Buns are flying across the airwaves of The Last Word on Nothing: currant buns, sticky buns, cinnamon buns, steamed buns, hot dog buns–all kinds of buns, but thankfully no buns of steel (yet). The bunfight began several weeks ago with an exchange between myself and my esteemed colleague, Ann Finkbeiner, on the benefits and burdens of bugs. Now I have discovered two fascinating ant stories to add to my armamentarium.

The ants in question don’t eat sticky buns, though some species, like the odorous house ant, are very fond of sugary sweets. No, the first type of ant is a leaf-cutting fungus farmer living in Trinidad and Tobago. Acromyrmex octospinosus grows and feeds on a fungus called Leucoagaricus gongylophorus,  “which it cultivates on a medium of masticated leaf tissue” (thanks, Wikipedia).

Scientists led by Matt Hutchings and his Ph.D. student Joerg Barke of the University of East Anglia in the U.K. have discovered that these ants use multiple antibiotics as weed killers to maintain their fungus gardens.

Ants tend their fungus garden

The antibiotics are produced by bacteria that are both transmitted by the queen of the colony and gathered by the worker ants from their environment. The ants apply them to the “weeds” or unwanted fungi in their gardens, in the same way that doctors use multi-drug therapy to treat infections in humans. In fact, the researchers have isolated a new antibiotic from one of these bacterial species that’s related to a clinically important antifungal called nystatin, which is used to treat fungal infections of the skin, mouth, vagina, and intestinal tract. “We’re excited about the potential of these ants and other insects to provide us with new antibiotics for medical use,” Hutchings says.

Assignment 1:
Reproduce the stretch of the ant article from "The ants in" through "their fungus gardens.", substituting "herbicides" for "weed killers".
Assignment 2:
Continue the ant article from the point where it stops.
The records are separate material, not part of the ant article.

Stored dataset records
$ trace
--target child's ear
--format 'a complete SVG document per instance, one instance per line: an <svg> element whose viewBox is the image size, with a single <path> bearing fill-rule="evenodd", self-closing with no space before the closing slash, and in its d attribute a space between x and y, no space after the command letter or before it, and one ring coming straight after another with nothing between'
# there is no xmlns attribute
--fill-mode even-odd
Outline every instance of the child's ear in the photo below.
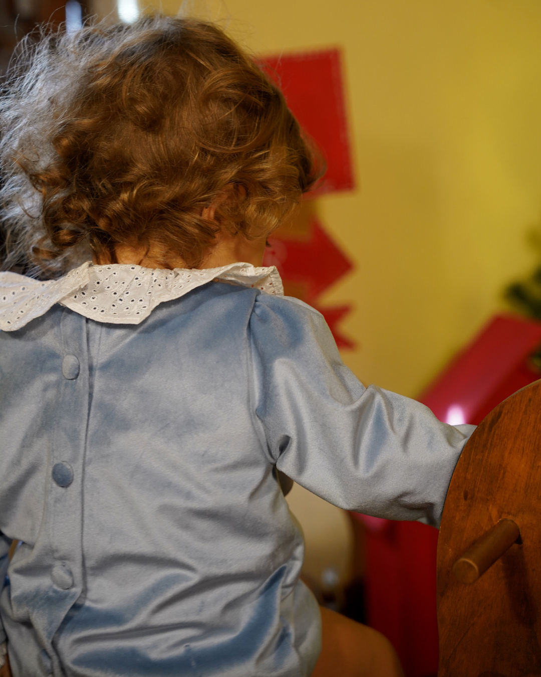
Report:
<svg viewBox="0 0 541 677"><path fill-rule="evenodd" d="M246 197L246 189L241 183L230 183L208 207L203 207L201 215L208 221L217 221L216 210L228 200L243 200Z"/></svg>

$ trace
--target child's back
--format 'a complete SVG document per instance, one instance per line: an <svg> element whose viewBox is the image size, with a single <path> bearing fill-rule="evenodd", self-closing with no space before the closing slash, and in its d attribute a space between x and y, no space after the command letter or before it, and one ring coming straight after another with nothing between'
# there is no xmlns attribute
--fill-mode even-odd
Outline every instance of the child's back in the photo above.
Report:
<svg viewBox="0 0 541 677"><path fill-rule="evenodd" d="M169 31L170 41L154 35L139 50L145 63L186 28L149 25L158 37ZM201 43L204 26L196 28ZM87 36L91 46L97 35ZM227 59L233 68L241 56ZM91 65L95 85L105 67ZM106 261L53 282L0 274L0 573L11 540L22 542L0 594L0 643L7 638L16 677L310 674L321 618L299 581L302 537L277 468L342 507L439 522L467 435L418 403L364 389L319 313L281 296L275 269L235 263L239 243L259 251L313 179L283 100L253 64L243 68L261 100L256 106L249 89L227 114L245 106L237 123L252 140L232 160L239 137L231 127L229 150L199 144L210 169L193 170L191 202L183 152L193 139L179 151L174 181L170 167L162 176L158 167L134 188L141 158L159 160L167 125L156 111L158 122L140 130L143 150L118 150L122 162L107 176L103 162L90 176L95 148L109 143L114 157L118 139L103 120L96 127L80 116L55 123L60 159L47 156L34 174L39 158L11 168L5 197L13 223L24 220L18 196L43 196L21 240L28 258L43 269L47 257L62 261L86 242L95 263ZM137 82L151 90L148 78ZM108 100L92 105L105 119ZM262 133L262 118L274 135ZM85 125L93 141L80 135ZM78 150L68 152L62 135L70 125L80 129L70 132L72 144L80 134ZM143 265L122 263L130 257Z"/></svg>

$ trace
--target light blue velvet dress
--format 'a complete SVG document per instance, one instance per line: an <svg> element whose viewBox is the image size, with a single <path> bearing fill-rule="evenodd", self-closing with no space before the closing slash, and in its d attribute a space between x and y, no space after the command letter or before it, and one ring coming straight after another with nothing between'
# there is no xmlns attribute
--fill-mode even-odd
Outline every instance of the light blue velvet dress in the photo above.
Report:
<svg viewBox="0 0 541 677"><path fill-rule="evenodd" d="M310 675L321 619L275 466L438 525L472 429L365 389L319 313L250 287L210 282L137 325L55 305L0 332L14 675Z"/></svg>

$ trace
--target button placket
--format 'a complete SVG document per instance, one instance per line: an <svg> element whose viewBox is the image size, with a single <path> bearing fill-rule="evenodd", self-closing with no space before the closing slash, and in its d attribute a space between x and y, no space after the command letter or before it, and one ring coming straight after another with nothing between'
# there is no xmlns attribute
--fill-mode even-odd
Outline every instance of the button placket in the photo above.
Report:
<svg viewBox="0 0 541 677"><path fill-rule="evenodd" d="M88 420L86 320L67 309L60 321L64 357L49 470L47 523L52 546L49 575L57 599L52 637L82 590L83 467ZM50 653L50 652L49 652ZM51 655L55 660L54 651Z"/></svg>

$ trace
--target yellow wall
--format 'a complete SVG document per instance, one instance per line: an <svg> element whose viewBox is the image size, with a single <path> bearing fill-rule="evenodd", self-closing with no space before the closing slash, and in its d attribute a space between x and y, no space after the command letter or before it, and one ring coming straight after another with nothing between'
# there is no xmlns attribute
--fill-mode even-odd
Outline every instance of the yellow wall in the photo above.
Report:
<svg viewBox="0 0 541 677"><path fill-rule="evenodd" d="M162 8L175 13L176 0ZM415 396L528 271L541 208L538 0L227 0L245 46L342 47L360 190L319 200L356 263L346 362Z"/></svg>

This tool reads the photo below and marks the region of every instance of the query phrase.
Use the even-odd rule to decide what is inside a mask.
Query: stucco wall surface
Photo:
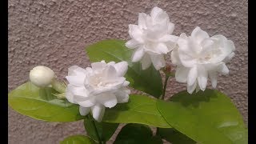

Final answer 1:
The ants in question don’t eat sticky buns, though some species, like the odorous house ant, are very fond of sugary sweets. No, the first type of ant is a leaf-cutting fungus farmer living in Trinidad and Tobago. Acromyrmex octospinosus grows and feeds on a fungus called Leucoagaricus gongylophorus,  “which it cultivates on a medium of masticated leaf tissue” (thanks, Wikipedia).

Scientists led by Matt Hutchings and his Ph.D. student Joerg Barke of the University of East Anglia in the U.K. have discovered that these ants use multiple antibiotics as herbicides to maintain their fungus gardens.

Final answer 2:
In other important ant news, biologists at the University of Florida have discovered that ants defend trees on the African savanna from the ravages of elephants. Columns of ants will crawl up into elephant trunks to stop the lumbering beasts from devouring the trees. “Swarming groups of ants that weigh about 5 milligrams each can and do protect trees from animals that are about a billion times more massive,” reports researcher Todd Palmer. He and his former post-doc student Jacob Goheen noticed that elephants rarely ate a widespread Kenyan tree species called Acacia drepanolobium, which is guarded by ants that derive shelter and sugary nectar in return. But they would feed on other trees that did not harbor these ants.

When elephants at a wildlife orphanage were offered a choice between “ant plant” trees with and without ants on the branches, they readily ate the ant-less trees.  Elephants also attacked trees on the savanna from which the researchers had removed the ants. In fact, the ants may play a critical role in sequestering greenhouse gases, since unharmed trees absorb carbon dioxide from the atmosphere. Ant plants “are distributed throughout east Africa from southern Sudan all the way over to eastern Zaire and down through the horn of Africa and Tanzania,” Palmer says. So ants have “a major impact on the ecosystems in which they live.”